─── Фрагмент текста
Знамя Журнал 8 (2008)
Шрифт:
Временной континуум словно разделяется на ряд живых картин. Это мучительно напоминает стремление остановить мгновение средствами грамматики и поэтики. Иногда подобное приводит к почти безглагольному типу письма, к атемпоральности: “дробная россыпь черных грачей в ландшафте / или людей впереди один на лошадке”, “стрекот ходиков скорей / стриж в лазури лихо / после ловли пескарей / сбор ботвы и лыка”, “осины у ворот их медленное стадо / из земноводных уз зеленый водолаз / им невдомек пока что умирать не надо / когда стоит любовь как полынья до глаз”.
Сам поэт, объясняя такой эффект в своих стихах, сказал: “Время для меня очень важная материя, мне кажется, все наши несчастья заключены в нем, тогда как на самом деле его, может быть, нет вообще. Так считал Альберт Эйнштейн, так считал Курт Гедель. Вообще все религии пытаются как-то решить загадку времени, которой, быть может, не существует. Но, конечно, поэзия может только поднимать шум, чтобы привлечь внимание полиции, сама она ни заменить религию, ни стать ею не может”.
──────
- Задание A:
Переведите на английский язык предложение из фрагмента текста: «Временной континуум словно разделяется на ряд живых картин».
- Задание B:
Каких ученых, по словам поэта во фрагменте текста, разделяли мнение, что времени, может быть, нет вообще?
─── Исходные данные
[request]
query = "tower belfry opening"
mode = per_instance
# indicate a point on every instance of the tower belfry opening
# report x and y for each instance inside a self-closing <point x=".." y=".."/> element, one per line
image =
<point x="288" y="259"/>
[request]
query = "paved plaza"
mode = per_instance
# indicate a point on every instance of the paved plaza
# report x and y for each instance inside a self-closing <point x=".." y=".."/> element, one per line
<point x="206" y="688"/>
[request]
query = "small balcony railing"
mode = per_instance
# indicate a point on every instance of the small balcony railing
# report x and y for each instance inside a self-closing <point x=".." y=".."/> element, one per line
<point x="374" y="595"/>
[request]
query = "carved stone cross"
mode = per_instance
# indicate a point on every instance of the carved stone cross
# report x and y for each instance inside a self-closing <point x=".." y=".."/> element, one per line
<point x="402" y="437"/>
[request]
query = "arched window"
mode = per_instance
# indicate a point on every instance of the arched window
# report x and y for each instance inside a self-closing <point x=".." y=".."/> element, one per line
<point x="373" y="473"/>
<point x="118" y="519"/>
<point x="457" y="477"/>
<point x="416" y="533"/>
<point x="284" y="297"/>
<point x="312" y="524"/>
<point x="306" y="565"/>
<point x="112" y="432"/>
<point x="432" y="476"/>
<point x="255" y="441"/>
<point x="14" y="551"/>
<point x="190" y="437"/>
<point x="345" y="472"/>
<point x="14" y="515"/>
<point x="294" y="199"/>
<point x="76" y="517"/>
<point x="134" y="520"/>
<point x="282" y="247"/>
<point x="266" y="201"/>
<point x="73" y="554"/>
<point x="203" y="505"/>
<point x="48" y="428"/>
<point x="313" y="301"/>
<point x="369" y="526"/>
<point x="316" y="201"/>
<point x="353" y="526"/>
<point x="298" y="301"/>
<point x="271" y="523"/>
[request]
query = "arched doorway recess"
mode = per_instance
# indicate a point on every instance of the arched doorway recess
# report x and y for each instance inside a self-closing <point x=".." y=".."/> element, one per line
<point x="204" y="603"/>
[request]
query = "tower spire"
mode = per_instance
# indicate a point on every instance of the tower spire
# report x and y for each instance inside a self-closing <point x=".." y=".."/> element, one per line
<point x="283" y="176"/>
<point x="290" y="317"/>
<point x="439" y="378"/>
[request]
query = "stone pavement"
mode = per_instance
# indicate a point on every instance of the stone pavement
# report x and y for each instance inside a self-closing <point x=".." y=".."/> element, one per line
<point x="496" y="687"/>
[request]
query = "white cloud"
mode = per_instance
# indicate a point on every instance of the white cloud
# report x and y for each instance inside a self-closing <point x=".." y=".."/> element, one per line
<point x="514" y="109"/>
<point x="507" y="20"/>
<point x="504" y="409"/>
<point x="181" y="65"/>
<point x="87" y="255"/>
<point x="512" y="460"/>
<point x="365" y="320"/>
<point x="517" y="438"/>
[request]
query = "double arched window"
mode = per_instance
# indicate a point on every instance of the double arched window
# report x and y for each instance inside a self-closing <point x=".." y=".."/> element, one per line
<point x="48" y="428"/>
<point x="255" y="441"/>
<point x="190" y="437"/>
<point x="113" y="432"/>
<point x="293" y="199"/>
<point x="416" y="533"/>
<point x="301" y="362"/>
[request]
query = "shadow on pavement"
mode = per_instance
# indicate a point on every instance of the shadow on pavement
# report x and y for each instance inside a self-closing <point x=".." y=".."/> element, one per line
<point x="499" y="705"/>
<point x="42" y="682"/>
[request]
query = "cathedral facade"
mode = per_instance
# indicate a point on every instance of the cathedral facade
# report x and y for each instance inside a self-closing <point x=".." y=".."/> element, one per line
──────
- Правильный ответ A:
The temporal continuum seems to split into a series of tableaux vivants.

- Правильный ответ B:
Альберт Эйнштейн и Курт Гедель.